Given exercise:
From the text on WordPress GUIDs, write out word for word the passage that begins at the words "WP stores explicit" and stops after the words "bad development practices.".

WARNING: DO NOT replace guids. WP GUIDs are there for external feed readers. Feed readers use the GUID to determine if the content is recent. Changing it basically tells those readers that every entry in the feed is new (especially for posts.) That introduces a lot of extra overhead for legacy content that you just don't need. GUID are a legacy feature that should have been changed a long time ago to UUIDs. Technically, you can use anything int he guid field, but WP uses the permalink to populate that field -- legacy.

The only time it is ever acceptable to change the GUID is for new wp projects where content is brand-spankin' new.

To answer your question:

WP stores explicit references to the current domain in a dozen places in it's DB. These locations are a pain to track down and change, and the last thing you want to do is deal with manual edits to a *.sql dump file that you're going to import into production. It just smacks of bad development practices.

There's a couple ways to get around this, but it means a little bit of work if you're already further down your development lifecycle. I'll address the first case.

Recorded information:
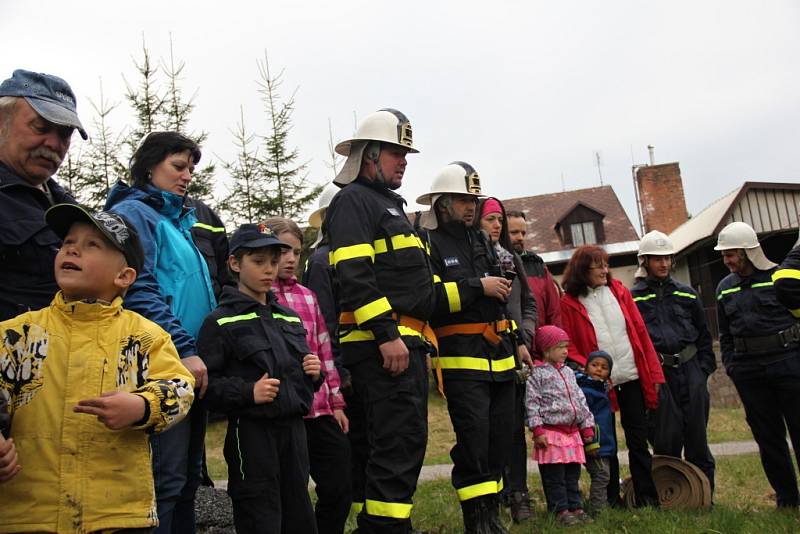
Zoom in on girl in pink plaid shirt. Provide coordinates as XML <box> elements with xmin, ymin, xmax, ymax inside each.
<box><xmin>265</xmin><ymin>217</ymin><xmax>351</xmax><ymax>534</ymax></box>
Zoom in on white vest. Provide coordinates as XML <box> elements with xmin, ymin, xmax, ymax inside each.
<box><xmin>579</xmin><ymin>286</ymin><xmax>639</xmax><ymax>385</ymax></box>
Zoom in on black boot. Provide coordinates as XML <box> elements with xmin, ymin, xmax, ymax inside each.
<box><xmin>480</xmin><ymin>495</ymin><xmax>509</xmax><ymax>534</ymax></box>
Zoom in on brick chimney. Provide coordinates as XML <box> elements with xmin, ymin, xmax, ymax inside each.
<box><xmin>636</xmin><ymin>162</ymin><xmax>689</xmax><ymax>234</ymax></box>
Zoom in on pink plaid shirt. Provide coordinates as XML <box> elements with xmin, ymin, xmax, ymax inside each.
<box><xmin>272</xmin><ymin>276</ymin><xmax>345</xmax><ymax>419</ymax></box>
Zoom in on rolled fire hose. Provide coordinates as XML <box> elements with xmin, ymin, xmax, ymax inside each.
<box><xmin>622</xmin><ymin>454</ymin><xmax>711</xmax><ymax>510</ymax></box>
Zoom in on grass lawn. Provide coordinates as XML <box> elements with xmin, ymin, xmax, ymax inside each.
<box><xmin>206</xmin><ymin>388</ymin><xmax>753</xmax><ymax>480</ymax></box>
<box><xmin>347</xmin><ymin>455</ymin><xmax>800</xmax><ymax>534</ymax></box>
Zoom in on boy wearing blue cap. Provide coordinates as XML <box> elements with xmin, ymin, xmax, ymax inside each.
<box><xmin>575</xmin><ymin>350</ymin><xmax>617</xmax><ymax>513</ymax></box>
<box><xmin>197</xmin><ymin>224</ymin><xmax>322</xmax><ymax>534</ymax></box>
<box><xmin>0</xmin><ymin>204</ymin><xmax>194</xmax><ymax>532</ymax></box>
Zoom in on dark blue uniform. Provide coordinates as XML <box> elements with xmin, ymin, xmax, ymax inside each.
<box><xmin>631</xmin><ymin>277</ymin><xmax>717</xmax><ymax>489</ymax></box>
<box><xmin>717</xmin><ymin>268</ymin><xmax>800</xmax><ymax>507</ymax></box>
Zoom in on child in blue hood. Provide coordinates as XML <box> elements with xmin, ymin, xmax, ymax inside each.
<box><xmin>575</xmin><ymin>350</ymin><xmax>617</xmax><ymax>512</ymax></box>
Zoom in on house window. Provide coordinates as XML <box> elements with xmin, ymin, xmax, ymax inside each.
<box><xmin>569</xmin><ymin>221</ymin><xmax>597</xmax><ymax>247</ymax></box>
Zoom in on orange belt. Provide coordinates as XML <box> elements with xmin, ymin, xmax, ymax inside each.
<box><xmin>435</xmin><ymin>319</ymin><xmax>511</xmax><ymax>345</ymax></box>
<box><xmin>339</xmin><ymin>312</ymin><xmax>444</xmax><ymax>397</ymax></box>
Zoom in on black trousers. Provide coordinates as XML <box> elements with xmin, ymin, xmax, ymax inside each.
<box><xmin>652</xmin><ymin>358</ymin><xmax>714</xmax><ymax>491</ymax></box>
<box><xmin>224</xmin><ymin>416</ymin><xmax>317</xmax><ymax>534</ymax></box>
<box><xmin>304</xmin><ymin>415</ymin><xmax>352</xmax><ymax>534</ymax></box>
<box><xmin>346</xmin><ymin>347</ymin><xmax>428</xmax><ymax>534</ymax></box>
<box><xmin>728</xmin><ymin>355</ymin><xmax>800</xmax><ymax>507</ymax></box>
<box><xmin>503</xmin><ymin>381</ymin><xmax>528</xmax><ymax>494</ymax></box>
<box><xmin>612</xmin><ymin>380</ymin><xmax>659</xmax><ymax>506</ymax></box>
<box><xmin>539</xmin><ymin>463</ymin><xmax>583</xmax><ymax>513</ymax></box>
<box><xmin>444</xmin><ymin>380</ymin><xmax>514</xmax><ymax>501</ymax></box>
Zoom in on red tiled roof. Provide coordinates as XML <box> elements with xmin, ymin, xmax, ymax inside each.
<box><xmin>503</xmin><ymin>185</ymin><xmax>639</xmax><ymax>253</ymax></box>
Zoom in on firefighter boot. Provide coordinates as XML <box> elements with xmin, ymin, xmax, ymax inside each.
<box><xmin>481</xmin><ymin>495</ymin><xmax>509</xmax><ymax>534</ymax></box>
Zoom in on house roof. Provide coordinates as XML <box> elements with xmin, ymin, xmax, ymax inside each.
<box><xmin>503</xmin><ymin>185</ymin><xmax>639</xmax><ymax>261</ymax></box>
<box><xmin>669</xmin><ymin>182</ymin><xmax>800</xmax><ymax>254</ymax></box>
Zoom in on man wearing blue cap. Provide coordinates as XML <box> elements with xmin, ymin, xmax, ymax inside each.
<box><xmin>0</xmin><ymin>69</ymin><xmax>88</xmax><ymax>321</ymax></box>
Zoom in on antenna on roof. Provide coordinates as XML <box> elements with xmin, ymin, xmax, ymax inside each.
<box><xmin>594</xmin><ymin>150</ymin><xmax>603</xmax><ymax>185</ymax></box>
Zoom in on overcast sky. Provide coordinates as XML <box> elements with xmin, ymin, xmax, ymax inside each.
<box><xmin>0</xmin><ymin>0</ymin><xmax>800</xmax><ymax>232</ymax></box>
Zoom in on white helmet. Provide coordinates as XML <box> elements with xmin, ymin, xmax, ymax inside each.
<box><xmin>637</xmin><ymin>230</ymin><xmax>675</xmax><ymax>257</ymax></box>
<box><xmin>714</xmin><ymin>221</ymin><xmax>776</xmax><ymax>271</ymax></box>
<box><xmin>308</xmin><ymin>184</ymin><xmax>339</xmax><ymax>228</ymax></box>
<box><xmin>333</xmin><ymin>108</ymin><xmax>419</xmax><ymax>185</ymax></box>
<box><xmin>633</xmin><ymin>230</ymin><xmax>675</xmax><ymax>278</ymax></box>
<box><xmin>417</xmin><ymin>161</ymin><xmax>481</xmax><ymax>230</ymax></box>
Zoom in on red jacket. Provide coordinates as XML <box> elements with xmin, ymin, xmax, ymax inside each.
<box><xmin>561</xmin><ymin>280</ymin><xmax>664</xmax><ymax>410</ymax></box>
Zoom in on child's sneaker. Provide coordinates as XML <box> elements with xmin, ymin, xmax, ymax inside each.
<box><xmin>572</xmin><ymin>508</ymin><xmax>594</xmax><ymax>523</ymax></box>
<box><xmin>556</xmin><ymin>510</ymin><xmax>581</xmax><ymax>527</ymax></box>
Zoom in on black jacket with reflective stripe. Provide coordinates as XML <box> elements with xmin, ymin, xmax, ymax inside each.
<box><xmin>772</xmin><ymin>246</ymin><xmax>800</xmax><ymax>318</ymax></box>
<box><xmin>197</xmin><ymin>287</ymin><xmax>322</xmax><ymax>418</ymax></box>
<box><xmin>631</xmin><ymin>277</ymin><xmax>717</xmax><ymax>374</ymax></box>
<box><xmin>428</xmin><ymin>221</ymin><xmax>522</xmax><ymax>380</ymax></box>
<box><xmin>323</xmin><ymin>178</ymin><xmax>434</xmax><ymax>363</ymax></box>
<box><xmin>716</xmin><ymin>267</ymin><xmax>798</xmax><ymax>366</ymax></box>
<box><xmin>0</xmin><ymin>163</ymin><xmax>75</xmax><ymax>321</ymax></box>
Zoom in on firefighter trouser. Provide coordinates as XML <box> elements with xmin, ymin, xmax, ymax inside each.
<box><xmin>305</xmin><ymin>415</ymin><xmax>352</xmax><ymax>534</ymax></box>
<box><xmin>445</xmin><ymin>379</ymin><xmax>514</xmax><ymax>501</ymax></box>
<box><xmin>224</xmin><ymin>416</ymin><xmax>317</xmax><ymax>534</ymax></box>
<box><xmin>503</xmin><ymin>380</ymin><xmax>528</xmax><ymax>494</ymax></box>
<box><xmin>347</xmin><ymin>347</ymin><xmax>428</xmax><ymax>534</ymax></box>
<box><xmin>728</xmin><ymin>356</ymin><xmax>800</xmax><ymax>507</ymax></box>
<box><xmin>653</xmin><ymin>358</ymin><xmax>714</xmax><ymax>491</ymax></box>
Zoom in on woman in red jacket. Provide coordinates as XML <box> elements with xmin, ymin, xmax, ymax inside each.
<box><xmin>561</xmin><ymin>246</ymin><xmax>664</xmax><ymax>506</ymax></box>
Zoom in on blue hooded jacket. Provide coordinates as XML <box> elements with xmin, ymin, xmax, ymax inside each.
<box><xmin>575</xmin><ymin>371</ymin><xmax>617</xmax><ymax>458</ymax></box>
<box><xmin>105</xmin><ymin>182</ymin><xmax>217</xmax><ymax>358</ymax></box>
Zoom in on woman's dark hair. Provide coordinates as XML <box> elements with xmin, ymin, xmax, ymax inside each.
<box><xmin>473</xmin><ymin>197</ymin><xmax>514</xmax><ymax>252</ymax></box>
<box><xmin>561</xmin><ymin>245</ymin><xmax>611</xmax><ymax>298</ymax></box>
<box><xmin>128</xmin><ymin>132</ymin><xmax>202</xmax><ymax>187</ymax></box>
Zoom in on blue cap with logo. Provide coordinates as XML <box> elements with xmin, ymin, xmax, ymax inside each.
<box><xmin>0</xmin><ymin>69</ymin><xmax>89</xmax><ymax>139</ymax></box>
<box><xmin>230</xmin><ymin>224</ymin><xmax>292</xmax><ymax>254</ymax></box>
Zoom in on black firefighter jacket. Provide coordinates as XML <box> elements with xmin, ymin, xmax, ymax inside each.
<box><xmin>631</xmin><ymin>277</ymin><xmax>717</xmax><ymax>375</ymax></box>
<box><xmin>323</xmin><ymin>178</ymin><xmax>434</xmax><ymax>365</ymax></box>
<box><xmin>428</xmin><ymin>221</ymin><xmax>518</xmax><ymax>381</ymax></box>
<box><xmin>197</xmin><ymin>287</ymin><xmax>322</xmax><ymax>419</ymax></box>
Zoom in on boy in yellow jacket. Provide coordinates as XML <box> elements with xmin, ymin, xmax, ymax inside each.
<box><xmin>0</xmin><ymin>204</ymin><xmax>194</xmax><ymax>533</ymax></box>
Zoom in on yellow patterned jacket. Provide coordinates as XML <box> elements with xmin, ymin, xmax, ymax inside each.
<box><xmin>0</xmin><ymin>293</ymin><xmax>194</xmax><ymax>533</ymax></box>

Response to this exercise:
WP stores explicit references to the current domain in a dozen places in it's DB. These locations are a pain to track down and change, and the last thing you want to do is deal with manual edits to a *.sql dump file that you're going to import into production. It just smacks of bad development practices.